PASSAGE SHOWN
>>>>>
Propofol-Associated Hypertriglyceridemia and Pancreatitis in the Intensive Care Unit: An Analysis of Frequency and Risk Factors

STUDY OBJECTIVES

To characterize the frequency, severity, risk factors, and clinician response to propofol-associated hypertriglyceridemia and hypertriglyceridemia-associated pancreatitis.

DESIGN

Retrospective analysis.

SETTING

Medical and surgical intensive care units.

PATIENTS

One hundred fifty-nine adult intensive care patients administered propofol for 24 hours or longer and who had at least one serum triglyceride concentration.

MEASUREMENTS AND MAIN RESULTS

Patient records were reviewed to identify the frequency of hypertriglyceridemia (serum triglyceride concentration > or = 400 mg/dl) and pancreatitis (amylase concentration > or = 125 IU/L, lipase concentration > or = 60 IU/L, and abdominal computed tomography scan or clinical examination findings consistent with pancreatitis). Of the 159 patients, 29 (18%) developed hypertriglyceridemia; six (21%) of the 29 had a serum triglyceride concentration of 1000 mg/dl or greater. The median maximum serum triglyceride concentration was 696 mg/dl (range 403-1737 mg/dl). At the time when hypertriglyceridemia was detected, the median infusion rate of propofol was 50 microg/kg/minute (range 5-110 microg/kg/min). The median time from the start of propofol therapy to identification of hypertriglyceridemia was 54 hours (range 14-319 hrs). Propofol was discontinued within 24 hours of detecting the hypertriglyceridemia 84% of the time. Compared with those who did not develop hypertriglyceridemia, patients who developed hypertriglyceridemia were older, had a longer intensive care unit stay, and received propofol for a longer duration; they were also more likely to be admitted to the medical versus the surgical intensive care unit. Pancreatitis developed in three (10%) of the 29 patients with hypertriglyceridemia.
<<<<<
EXERCISE DESCRIPTION
Rewrite the propofol study summary from the words "To characterize the" through "and hypertriglyceridemia-associated pancreatitis.", switching "frequency" to "incidence".

Data excerpts:
>>>>>
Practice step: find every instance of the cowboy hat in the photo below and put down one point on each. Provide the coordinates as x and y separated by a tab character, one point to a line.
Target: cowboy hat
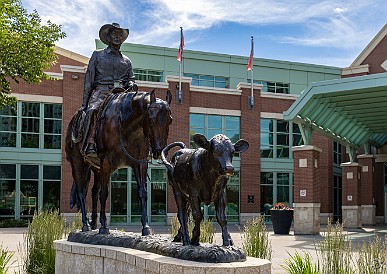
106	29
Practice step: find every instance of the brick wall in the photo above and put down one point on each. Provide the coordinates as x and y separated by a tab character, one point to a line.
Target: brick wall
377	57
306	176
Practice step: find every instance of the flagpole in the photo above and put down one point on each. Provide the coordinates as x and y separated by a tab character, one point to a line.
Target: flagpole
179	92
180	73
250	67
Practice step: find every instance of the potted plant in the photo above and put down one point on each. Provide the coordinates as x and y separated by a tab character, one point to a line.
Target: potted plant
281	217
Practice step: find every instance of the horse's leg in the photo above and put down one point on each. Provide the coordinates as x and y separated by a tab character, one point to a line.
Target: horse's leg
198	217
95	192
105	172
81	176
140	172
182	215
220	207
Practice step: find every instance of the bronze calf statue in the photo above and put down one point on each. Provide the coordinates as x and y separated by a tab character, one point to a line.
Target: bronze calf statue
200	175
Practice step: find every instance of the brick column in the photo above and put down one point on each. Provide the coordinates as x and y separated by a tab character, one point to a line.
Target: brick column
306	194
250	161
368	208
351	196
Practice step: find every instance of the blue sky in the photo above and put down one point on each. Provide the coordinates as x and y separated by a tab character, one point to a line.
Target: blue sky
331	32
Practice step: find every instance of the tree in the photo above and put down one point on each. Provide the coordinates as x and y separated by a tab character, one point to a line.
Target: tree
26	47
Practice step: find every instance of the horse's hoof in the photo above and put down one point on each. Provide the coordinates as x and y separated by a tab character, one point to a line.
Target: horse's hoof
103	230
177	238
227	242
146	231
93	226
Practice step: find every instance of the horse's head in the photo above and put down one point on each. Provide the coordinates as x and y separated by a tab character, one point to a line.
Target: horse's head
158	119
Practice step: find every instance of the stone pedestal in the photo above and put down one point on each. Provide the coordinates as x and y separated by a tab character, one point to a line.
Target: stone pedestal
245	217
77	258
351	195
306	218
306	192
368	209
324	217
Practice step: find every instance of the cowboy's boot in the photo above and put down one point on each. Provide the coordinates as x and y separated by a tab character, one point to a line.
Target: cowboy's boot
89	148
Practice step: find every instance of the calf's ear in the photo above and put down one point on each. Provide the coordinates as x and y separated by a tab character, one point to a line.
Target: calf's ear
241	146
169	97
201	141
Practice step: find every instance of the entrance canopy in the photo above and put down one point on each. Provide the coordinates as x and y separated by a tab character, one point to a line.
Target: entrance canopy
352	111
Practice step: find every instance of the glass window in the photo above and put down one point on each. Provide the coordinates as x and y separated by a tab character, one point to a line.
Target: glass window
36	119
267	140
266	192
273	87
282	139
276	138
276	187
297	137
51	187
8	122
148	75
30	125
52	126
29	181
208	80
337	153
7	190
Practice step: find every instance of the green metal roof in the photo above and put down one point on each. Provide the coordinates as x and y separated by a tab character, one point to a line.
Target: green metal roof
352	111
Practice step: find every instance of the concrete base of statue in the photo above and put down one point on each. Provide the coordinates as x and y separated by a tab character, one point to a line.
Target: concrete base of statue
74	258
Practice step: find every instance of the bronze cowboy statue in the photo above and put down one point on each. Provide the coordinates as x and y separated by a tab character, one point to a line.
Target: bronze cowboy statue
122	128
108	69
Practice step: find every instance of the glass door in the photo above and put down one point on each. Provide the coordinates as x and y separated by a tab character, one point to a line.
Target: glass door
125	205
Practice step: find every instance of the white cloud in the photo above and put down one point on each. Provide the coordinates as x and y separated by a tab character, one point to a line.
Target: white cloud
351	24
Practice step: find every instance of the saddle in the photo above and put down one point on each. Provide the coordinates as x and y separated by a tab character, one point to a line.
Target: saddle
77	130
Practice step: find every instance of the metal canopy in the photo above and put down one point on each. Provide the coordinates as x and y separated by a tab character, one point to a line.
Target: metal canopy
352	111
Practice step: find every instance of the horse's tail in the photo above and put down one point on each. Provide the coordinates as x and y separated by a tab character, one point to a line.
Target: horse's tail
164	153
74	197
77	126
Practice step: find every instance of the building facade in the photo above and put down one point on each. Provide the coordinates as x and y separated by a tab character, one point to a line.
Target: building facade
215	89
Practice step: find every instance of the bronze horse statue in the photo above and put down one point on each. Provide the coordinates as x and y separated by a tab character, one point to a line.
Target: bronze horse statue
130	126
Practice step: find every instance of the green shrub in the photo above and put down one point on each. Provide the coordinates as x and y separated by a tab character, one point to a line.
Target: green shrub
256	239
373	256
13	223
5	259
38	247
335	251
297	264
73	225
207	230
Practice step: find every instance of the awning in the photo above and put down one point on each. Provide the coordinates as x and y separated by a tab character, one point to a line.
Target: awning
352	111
<<<<<
>>>>>
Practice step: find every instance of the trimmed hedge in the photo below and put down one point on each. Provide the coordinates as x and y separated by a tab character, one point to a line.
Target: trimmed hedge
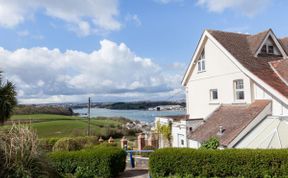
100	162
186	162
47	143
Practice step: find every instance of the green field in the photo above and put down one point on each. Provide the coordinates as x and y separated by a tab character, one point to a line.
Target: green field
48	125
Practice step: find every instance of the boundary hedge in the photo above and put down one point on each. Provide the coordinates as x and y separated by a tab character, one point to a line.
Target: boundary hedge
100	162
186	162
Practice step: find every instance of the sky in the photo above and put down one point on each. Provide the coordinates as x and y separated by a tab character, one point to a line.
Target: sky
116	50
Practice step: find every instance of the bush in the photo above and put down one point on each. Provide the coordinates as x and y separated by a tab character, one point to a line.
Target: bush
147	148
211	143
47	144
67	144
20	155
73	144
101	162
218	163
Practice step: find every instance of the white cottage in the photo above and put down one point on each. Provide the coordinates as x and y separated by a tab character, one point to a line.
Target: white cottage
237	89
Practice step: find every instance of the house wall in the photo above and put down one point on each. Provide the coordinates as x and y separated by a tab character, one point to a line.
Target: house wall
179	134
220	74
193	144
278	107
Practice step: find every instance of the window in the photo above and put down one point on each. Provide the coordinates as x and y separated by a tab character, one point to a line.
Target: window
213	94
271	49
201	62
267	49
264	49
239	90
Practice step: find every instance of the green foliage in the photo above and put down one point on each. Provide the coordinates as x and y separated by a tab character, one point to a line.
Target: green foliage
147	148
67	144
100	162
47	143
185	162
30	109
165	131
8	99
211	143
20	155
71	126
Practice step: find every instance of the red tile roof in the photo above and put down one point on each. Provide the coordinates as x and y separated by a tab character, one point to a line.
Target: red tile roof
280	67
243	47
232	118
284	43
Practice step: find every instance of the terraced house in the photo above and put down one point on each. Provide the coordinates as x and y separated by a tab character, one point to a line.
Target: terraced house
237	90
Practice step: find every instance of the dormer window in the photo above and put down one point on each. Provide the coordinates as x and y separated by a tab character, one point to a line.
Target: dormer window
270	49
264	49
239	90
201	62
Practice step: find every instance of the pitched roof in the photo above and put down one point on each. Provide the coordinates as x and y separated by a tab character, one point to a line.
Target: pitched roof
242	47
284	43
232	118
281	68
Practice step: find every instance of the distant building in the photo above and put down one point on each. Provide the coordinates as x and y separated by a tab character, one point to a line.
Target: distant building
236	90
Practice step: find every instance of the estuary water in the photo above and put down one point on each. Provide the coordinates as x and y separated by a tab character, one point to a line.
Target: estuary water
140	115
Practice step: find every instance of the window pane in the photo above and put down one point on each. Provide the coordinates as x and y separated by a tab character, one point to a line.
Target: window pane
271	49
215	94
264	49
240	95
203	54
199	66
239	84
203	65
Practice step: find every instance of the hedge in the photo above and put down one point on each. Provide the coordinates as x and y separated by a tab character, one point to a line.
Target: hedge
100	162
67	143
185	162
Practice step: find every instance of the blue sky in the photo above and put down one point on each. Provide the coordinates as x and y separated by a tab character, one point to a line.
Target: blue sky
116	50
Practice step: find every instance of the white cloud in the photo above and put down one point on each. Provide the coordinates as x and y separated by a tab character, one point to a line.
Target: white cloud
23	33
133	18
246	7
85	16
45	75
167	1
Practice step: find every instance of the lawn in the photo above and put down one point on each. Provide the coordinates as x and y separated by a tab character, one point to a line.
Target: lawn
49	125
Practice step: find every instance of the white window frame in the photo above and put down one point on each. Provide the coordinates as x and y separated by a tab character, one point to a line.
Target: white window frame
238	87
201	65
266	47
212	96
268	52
<<<<<
>>>>>
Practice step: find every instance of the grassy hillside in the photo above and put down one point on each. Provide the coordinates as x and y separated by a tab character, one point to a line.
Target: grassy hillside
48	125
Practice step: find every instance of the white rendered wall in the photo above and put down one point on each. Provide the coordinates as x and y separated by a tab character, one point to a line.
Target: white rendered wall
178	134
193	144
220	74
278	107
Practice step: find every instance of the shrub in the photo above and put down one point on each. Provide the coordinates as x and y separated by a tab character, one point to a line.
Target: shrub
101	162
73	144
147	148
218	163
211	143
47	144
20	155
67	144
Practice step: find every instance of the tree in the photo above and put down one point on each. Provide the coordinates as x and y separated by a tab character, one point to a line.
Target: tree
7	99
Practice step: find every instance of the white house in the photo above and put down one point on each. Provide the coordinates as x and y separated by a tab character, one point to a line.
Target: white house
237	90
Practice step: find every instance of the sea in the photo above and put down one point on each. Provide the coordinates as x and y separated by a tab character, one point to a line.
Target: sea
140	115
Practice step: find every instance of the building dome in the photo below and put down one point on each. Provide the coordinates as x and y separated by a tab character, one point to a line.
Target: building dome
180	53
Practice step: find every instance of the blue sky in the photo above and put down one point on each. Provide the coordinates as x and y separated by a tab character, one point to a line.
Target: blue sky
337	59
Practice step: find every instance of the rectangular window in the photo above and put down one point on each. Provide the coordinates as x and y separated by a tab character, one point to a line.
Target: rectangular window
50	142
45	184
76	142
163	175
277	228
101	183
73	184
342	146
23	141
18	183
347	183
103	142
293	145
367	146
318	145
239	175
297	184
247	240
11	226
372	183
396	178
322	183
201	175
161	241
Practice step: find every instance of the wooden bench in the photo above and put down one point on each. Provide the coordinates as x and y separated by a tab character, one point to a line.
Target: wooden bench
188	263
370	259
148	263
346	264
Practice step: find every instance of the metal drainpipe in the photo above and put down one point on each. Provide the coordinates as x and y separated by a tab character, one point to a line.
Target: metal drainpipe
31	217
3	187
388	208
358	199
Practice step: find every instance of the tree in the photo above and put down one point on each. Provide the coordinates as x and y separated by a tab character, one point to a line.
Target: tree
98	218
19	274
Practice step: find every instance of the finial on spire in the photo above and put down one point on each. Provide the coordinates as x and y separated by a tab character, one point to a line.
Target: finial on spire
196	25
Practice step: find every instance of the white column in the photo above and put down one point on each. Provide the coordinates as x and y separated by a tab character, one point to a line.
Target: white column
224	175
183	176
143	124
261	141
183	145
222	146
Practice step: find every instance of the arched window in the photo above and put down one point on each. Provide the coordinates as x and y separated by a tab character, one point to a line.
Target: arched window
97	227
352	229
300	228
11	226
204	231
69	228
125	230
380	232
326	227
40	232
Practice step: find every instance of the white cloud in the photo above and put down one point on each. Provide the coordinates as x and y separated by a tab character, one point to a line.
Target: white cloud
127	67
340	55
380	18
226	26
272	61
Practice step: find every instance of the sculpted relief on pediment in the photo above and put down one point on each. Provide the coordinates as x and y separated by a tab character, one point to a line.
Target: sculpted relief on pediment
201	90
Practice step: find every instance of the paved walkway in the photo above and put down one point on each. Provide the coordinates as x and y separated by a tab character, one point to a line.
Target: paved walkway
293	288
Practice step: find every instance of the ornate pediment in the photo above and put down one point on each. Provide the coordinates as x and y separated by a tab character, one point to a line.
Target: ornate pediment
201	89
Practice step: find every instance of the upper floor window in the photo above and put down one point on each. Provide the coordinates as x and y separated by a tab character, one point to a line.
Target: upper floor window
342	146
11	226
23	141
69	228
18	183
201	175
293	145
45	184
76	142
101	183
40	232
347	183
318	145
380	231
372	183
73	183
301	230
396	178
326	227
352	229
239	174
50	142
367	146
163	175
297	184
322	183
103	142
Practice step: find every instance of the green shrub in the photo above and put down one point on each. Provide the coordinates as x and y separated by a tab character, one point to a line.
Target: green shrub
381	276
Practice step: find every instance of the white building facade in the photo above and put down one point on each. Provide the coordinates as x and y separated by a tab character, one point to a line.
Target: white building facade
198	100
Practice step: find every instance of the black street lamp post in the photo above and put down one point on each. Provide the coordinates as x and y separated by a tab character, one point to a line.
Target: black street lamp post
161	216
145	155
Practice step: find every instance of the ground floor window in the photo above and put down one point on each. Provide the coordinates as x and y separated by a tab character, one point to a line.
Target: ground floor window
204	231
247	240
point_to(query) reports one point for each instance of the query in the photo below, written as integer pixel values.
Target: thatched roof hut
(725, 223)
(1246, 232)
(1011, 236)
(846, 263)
<<<<<
EXERCISE RESULT
To characterize the incidence, severity, risk factors, and clinician response to propofol-associated hypertriglyceridemia and hypertriglyceridemia-associated pancreatitis.